>>

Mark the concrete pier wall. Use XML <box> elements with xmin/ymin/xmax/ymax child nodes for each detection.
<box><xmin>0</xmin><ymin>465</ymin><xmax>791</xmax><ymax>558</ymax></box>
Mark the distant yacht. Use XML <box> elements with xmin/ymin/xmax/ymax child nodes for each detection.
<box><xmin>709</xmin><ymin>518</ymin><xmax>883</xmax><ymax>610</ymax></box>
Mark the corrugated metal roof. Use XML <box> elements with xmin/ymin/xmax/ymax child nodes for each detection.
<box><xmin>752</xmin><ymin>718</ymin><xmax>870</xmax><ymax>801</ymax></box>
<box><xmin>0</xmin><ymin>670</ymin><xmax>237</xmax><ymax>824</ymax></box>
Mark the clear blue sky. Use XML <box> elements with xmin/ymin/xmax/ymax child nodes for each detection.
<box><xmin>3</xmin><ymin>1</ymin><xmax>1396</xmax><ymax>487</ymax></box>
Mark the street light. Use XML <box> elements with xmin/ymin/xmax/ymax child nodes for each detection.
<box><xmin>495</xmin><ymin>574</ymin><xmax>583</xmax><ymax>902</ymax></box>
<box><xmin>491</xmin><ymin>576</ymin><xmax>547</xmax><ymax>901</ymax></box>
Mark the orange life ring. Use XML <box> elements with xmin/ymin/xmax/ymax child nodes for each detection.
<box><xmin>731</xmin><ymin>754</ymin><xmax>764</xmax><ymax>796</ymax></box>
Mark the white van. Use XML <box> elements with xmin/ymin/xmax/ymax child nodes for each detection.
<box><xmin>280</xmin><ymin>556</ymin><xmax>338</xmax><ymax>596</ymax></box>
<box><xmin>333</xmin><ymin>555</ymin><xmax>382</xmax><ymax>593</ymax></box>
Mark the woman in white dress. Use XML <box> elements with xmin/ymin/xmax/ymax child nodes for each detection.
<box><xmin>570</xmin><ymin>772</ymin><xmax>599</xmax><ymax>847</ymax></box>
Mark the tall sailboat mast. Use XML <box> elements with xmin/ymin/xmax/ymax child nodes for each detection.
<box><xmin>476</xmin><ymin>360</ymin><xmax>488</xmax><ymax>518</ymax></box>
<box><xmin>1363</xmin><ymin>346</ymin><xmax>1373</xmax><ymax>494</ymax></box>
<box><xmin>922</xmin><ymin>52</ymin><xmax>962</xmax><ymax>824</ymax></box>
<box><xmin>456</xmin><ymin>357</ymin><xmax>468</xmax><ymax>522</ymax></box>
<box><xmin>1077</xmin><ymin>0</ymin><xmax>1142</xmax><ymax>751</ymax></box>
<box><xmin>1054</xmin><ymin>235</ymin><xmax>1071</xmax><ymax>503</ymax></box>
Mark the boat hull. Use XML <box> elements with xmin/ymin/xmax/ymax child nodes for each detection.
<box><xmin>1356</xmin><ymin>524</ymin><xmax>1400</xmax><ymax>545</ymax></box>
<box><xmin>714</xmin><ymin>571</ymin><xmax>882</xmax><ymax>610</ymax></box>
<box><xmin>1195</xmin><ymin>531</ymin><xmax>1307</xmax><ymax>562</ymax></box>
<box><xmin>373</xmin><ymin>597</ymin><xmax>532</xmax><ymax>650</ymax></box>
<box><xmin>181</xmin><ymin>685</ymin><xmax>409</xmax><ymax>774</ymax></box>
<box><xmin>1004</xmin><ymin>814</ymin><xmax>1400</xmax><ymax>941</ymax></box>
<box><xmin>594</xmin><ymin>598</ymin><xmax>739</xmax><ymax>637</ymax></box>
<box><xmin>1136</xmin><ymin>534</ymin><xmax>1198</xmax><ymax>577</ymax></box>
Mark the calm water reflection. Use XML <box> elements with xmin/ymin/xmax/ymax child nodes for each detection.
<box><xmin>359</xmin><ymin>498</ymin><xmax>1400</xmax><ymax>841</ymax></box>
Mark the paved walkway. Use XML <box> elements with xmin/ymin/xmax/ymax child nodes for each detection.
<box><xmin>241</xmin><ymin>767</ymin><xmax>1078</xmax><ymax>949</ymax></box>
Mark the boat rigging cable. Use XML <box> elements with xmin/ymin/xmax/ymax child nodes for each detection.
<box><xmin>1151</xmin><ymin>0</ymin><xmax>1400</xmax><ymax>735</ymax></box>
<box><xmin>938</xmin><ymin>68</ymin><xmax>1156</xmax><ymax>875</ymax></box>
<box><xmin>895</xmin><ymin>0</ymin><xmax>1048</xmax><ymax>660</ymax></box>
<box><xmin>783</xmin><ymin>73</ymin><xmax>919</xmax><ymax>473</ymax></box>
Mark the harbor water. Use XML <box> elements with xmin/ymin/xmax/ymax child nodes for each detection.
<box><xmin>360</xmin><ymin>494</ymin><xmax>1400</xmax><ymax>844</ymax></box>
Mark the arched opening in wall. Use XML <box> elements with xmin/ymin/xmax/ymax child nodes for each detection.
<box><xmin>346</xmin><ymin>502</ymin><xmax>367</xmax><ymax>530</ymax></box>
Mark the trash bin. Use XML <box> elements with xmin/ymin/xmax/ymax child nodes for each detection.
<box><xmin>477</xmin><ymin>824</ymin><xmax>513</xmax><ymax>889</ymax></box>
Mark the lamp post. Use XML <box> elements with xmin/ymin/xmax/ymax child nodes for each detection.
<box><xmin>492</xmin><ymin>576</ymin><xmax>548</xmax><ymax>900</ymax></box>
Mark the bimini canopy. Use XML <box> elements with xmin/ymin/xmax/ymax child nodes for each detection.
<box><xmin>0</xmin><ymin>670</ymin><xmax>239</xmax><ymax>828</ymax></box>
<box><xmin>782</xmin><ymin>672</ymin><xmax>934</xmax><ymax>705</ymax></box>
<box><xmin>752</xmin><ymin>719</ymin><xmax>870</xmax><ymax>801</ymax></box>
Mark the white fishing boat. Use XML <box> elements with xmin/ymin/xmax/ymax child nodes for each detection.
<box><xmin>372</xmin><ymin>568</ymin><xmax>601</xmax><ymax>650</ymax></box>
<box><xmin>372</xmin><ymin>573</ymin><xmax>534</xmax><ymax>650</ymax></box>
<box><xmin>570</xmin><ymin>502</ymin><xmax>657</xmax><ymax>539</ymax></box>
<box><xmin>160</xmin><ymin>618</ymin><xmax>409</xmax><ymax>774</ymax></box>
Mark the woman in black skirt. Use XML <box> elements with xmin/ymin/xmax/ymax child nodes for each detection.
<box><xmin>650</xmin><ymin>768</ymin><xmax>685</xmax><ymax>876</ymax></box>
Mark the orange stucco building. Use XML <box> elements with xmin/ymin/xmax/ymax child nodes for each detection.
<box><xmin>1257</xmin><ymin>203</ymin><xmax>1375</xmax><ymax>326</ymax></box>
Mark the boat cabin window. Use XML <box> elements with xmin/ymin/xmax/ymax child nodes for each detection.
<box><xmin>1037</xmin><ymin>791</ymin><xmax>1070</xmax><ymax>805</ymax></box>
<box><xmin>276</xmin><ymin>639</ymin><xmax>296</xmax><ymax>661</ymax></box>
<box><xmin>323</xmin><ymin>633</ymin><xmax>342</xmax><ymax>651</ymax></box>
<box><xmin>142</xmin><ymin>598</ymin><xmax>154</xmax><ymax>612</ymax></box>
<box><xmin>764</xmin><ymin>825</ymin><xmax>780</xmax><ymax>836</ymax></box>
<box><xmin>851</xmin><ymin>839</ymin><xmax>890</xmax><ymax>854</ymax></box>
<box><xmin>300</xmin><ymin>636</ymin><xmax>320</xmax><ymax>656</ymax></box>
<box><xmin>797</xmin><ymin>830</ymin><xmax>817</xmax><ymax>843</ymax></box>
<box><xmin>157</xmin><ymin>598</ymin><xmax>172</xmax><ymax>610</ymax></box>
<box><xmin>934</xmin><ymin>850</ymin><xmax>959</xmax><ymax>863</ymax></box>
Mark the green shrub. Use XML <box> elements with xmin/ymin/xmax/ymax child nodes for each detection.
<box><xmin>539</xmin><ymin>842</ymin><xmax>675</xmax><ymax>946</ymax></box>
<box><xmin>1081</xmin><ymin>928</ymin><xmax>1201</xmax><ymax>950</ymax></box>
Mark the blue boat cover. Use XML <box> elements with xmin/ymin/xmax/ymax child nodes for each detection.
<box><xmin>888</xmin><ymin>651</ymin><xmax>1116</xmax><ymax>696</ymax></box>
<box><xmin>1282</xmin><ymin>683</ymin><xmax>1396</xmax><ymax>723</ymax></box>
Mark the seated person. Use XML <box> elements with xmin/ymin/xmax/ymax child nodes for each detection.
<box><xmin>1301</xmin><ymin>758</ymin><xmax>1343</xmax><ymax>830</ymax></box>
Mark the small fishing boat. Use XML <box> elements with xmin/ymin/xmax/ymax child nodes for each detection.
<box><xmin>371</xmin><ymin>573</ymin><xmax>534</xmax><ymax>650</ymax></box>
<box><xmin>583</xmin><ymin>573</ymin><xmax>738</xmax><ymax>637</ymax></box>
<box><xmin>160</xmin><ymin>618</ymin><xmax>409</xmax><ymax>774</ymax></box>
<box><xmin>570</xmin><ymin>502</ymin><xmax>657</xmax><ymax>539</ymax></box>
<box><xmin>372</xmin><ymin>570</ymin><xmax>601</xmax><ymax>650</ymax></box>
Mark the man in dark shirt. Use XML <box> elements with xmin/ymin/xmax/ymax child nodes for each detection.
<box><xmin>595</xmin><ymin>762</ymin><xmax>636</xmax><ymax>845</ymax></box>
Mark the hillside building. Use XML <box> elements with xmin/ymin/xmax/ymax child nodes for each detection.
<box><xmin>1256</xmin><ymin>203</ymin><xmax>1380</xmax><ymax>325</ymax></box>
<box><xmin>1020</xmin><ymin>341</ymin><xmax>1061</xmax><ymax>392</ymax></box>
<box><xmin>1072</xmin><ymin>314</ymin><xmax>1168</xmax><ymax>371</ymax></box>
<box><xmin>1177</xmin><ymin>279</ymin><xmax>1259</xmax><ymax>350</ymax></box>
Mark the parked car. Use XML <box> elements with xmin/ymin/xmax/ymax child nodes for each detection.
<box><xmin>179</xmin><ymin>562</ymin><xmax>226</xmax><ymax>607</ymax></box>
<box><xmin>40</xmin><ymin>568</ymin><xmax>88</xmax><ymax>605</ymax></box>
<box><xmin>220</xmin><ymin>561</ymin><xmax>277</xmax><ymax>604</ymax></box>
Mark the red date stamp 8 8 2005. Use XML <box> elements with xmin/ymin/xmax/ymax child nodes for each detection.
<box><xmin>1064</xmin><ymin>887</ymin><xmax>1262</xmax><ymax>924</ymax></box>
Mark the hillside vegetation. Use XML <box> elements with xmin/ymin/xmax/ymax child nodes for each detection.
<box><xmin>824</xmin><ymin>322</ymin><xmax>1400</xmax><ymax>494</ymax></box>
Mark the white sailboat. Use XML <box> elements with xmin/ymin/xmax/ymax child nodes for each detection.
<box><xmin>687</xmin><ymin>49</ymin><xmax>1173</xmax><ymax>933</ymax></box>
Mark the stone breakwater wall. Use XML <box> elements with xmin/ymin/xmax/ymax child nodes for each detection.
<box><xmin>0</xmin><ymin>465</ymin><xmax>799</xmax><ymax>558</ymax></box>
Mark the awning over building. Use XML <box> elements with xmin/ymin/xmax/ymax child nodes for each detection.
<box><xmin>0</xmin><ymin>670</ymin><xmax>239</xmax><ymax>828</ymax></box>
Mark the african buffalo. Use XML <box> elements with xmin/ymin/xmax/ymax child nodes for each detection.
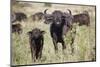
<box><xmin>27</xmin><ymin>28</ymin><xmax>45</xmax><ymax>61</ymax></box>
<box><xmin>44</xmin><ymin>9</ymin><xmax>73</xmax><ymax>53</ymax></box>
<box><xmin>12</xmin><ymin>12</ymin><xmax>27</xmax><ymax>23</ymax></box>
<box><xmin>73</xmin><ymin>11</ymin><xmax>90</xmax><ymax>26</ymax></box>
<box><xmin>12</xmin><ymin>23</ymin><xmax>22</xmax><ymax>34</ymax></box>
<box><xmin>31</xmin><ymin>12</ymin><xmax>44</xmax><ymax>21</ymax></box>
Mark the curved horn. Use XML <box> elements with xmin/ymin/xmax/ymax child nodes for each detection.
<box><xmin>67</xmin><ymin>9</ymin><xmax>72</xmax><ymax>15</ymax></box>
<box><xmin>44</xmin><ymin>9</ymin><xmax>48</xmax><ymax>14</ymax></box>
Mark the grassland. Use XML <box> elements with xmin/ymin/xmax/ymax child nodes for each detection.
<box><xmin>11</xmin><ymin>2</ymin><xmax>96</xmax><ymax>65</ymax></box>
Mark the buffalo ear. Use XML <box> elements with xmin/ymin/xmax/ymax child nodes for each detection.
<box><xmin>41</xmin><ymin>31</ymin><xmax>45</xmax><ymax>35</ymax></box>
<box><xmin>27</xmin><ymin>31</ymin><xmax>32</xmax><ymax>36</ymax></box>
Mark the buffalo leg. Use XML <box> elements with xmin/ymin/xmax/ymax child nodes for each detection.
<box><xmin>38</xmin><ymin>38</ymin><xmax>44</xmax><ymax>59</ymax></box>
<box><xmin>61</xmin><ymin>39</ymin><xmax>66</xmax><ymax>50</ymax></box>
<box><xmin>36</xmin><ymin>50</ymin><xmax>39</xmax><ymax>60</ymax></box>
<box><xmin>39</xmin><ymin>45</ymin><xmax>43</xmax><ymax>59</ymax></box>
<box><xmin>30</xmin><ymin>44</ymin><xmax>36</xmax><ymax>62</ymax></box>
<box><xmin>30</xmin><ymin>47</ymin><xmax>35</xmax><ymax>62</ymax></box>
<box><xmin>52</xmin><ymin>33</ymin><xmax>58</xmax><ymax>53</ymax></box>
<box><xmin>53</xmin><ymin>39</ymin><xmax>58</xmax><ymax>53</ymax></box>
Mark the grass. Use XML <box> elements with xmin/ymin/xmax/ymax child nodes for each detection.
<box><xmin>11</xmin><ymin>2</ymin><xmax>96</xmax><ymax>65</ymax></box>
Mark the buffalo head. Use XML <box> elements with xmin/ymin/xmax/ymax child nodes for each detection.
<box><xmin>28</xmin><ymin>28</ymin><xmax>45</xmax><ymax>39</ymax></box>
<box><xmin>44</xmin><ymin>9</ymin><xmax>73</xmax><ymax>28</ymax></box>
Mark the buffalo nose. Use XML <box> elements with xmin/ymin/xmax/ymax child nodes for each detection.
<box><xmin>56</xmin><ymin>22</ymin><xmax>60</xmax><ymax>24</ymax></box>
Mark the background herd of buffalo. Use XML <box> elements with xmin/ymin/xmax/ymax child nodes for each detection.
<box><xmin>12</xmin><ymin>9</ymin><xmax>90</xmax><ymax>62</ymax></box>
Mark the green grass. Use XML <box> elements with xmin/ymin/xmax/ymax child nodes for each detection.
<box><xmin>12</xmin><ymin>2</ymin><xmax>96</xmax><ymax>65</ymax></box>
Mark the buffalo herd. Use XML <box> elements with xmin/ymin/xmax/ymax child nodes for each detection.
<box><xmin>12</xmin><ymin>9</ymin><xmax>90</xmax><ymax>61</ymax></box>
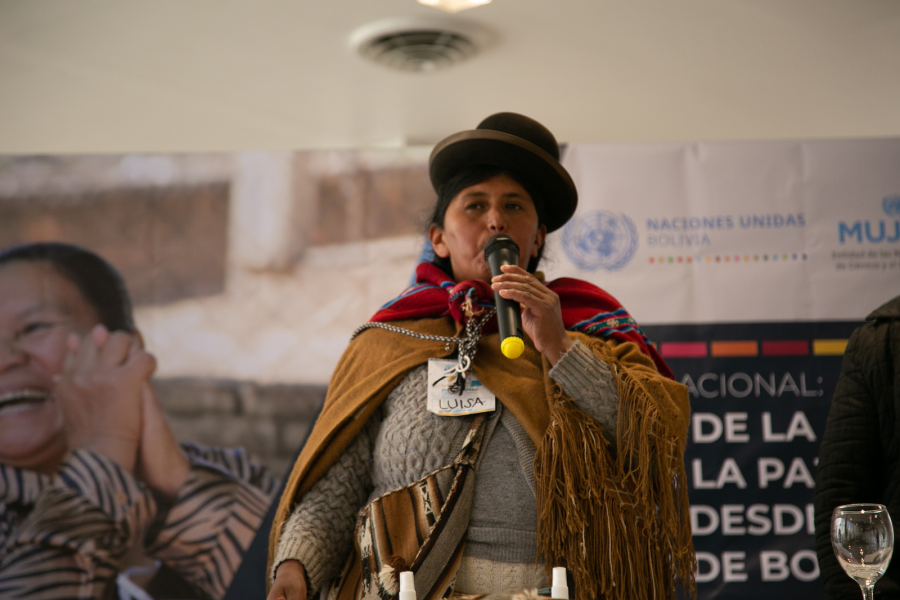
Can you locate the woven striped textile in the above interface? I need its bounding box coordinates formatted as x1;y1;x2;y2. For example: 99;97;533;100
371;263;672;378
326;417;487;600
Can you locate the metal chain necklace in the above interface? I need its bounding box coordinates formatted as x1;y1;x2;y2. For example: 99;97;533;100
351;306;497;394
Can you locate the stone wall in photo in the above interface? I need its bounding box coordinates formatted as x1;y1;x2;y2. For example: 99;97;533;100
153;377;326;480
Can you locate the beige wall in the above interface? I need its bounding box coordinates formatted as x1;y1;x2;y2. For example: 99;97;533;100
1;1;899;155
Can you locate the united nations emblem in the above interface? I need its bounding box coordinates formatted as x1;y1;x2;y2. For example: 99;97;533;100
562;210;638;271
883;195;900;217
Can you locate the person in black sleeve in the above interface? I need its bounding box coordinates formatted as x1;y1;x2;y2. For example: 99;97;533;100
815;293;900;599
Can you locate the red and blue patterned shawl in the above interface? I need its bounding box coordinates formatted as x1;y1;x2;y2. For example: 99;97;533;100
371;262;674;379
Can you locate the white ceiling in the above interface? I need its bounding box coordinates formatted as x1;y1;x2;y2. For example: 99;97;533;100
1;0;898;154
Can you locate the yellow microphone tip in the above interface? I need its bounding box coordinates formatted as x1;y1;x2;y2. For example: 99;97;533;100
501;336;525;359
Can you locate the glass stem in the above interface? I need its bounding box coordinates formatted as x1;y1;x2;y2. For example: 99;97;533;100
862;583;874;600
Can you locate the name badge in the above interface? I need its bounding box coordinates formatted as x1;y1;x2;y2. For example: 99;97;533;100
427;358;496;417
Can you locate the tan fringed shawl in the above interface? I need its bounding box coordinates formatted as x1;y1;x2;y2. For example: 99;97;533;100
268;317;696;600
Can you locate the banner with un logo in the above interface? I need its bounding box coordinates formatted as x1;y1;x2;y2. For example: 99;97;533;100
553;139;900;599
561;210;639;271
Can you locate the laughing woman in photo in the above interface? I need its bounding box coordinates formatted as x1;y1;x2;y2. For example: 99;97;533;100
0;243;276;600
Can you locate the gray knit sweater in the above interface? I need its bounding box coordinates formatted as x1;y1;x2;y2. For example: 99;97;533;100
275;340;618;594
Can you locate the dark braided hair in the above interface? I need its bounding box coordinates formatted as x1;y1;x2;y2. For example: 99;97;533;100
428;165;546;279
0;242;135;332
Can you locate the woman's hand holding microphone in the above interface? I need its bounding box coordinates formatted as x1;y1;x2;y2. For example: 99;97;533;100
491;264;573;365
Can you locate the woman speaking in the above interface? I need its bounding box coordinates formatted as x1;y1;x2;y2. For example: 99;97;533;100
268;113;695;600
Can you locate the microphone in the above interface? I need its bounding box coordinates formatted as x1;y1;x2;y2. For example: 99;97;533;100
484;233;525;359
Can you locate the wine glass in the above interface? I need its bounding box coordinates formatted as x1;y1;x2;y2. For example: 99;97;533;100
832;503;894;600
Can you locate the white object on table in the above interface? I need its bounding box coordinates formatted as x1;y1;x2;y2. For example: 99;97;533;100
551;566;569;600
399;570;416;600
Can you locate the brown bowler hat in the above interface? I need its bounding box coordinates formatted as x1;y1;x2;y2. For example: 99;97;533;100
429;112;578;232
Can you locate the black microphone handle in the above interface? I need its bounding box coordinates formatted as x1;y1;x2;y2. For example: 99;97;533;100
487;248;523;342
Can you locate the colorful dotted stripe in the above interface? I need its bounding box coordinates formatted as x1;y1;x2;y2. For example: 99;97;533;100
711;341;758;357
659;339;848;358
812;339;849;356
649;253;808;264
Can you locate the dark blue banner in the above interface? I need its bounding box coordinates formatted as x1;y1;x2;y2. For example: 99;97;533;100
643;320;863;599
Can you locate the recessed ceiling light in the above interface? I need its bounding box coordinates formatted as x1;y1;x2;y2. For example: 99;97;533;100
417;0;491;14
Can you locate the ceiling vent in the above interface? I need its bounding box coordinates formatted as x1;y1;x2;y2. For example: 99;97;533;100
349;17;489;72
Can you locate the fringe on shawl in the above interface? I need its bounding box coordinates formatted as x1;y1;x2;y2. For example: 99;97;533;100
534;339;696;600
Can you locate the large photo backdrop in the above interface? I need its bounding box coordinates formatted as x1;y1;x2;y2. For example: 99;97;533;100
1;138;897;598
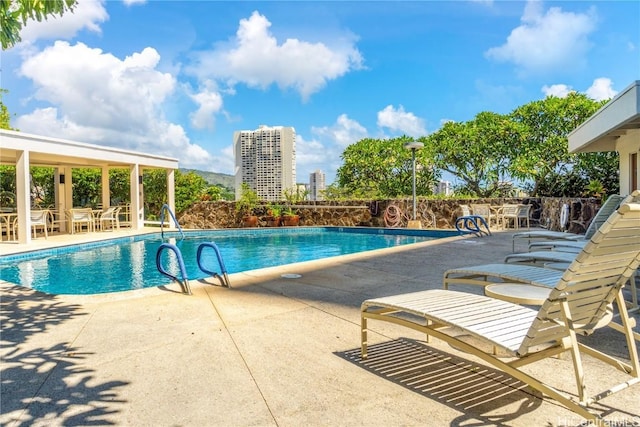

<<

> _Your task_:
Where the line with "Can you locate the dark blue" appears in the entries above, begin there and restate every line to the end word for word, minus the pictures.

> _Response_:
Can you locate the dark blue banner in the above interface? I need its bounding box coordinates formatted as x1;y1;x2;y2. For example: 99;97;533;100
643;320;863;599
Can you locate the recessed ceiling light in the above interface? I need its bounding box coordinates formatted as x1;y1;x2;y2. For example: 99;97;533;100
417;0;491;14
Can you locate the ceiling vent in the above interface? I need its bounding box coordinates formatted as x1;y1;x2;y2. For example: 99;97;533;100
349;17;489;72
Can you locate the fringe on shawl in the above interface? I need its bounding box coordinates formatted as x1;y1;x2;y2. For example: 99;97;533;100
534;339;696;600
Can you locate the large photo backdrop in the above interface? I need its bounding box coordinates formatted as x1;y1;x2;y2. For example: 99;97;533;100
1;138;897;598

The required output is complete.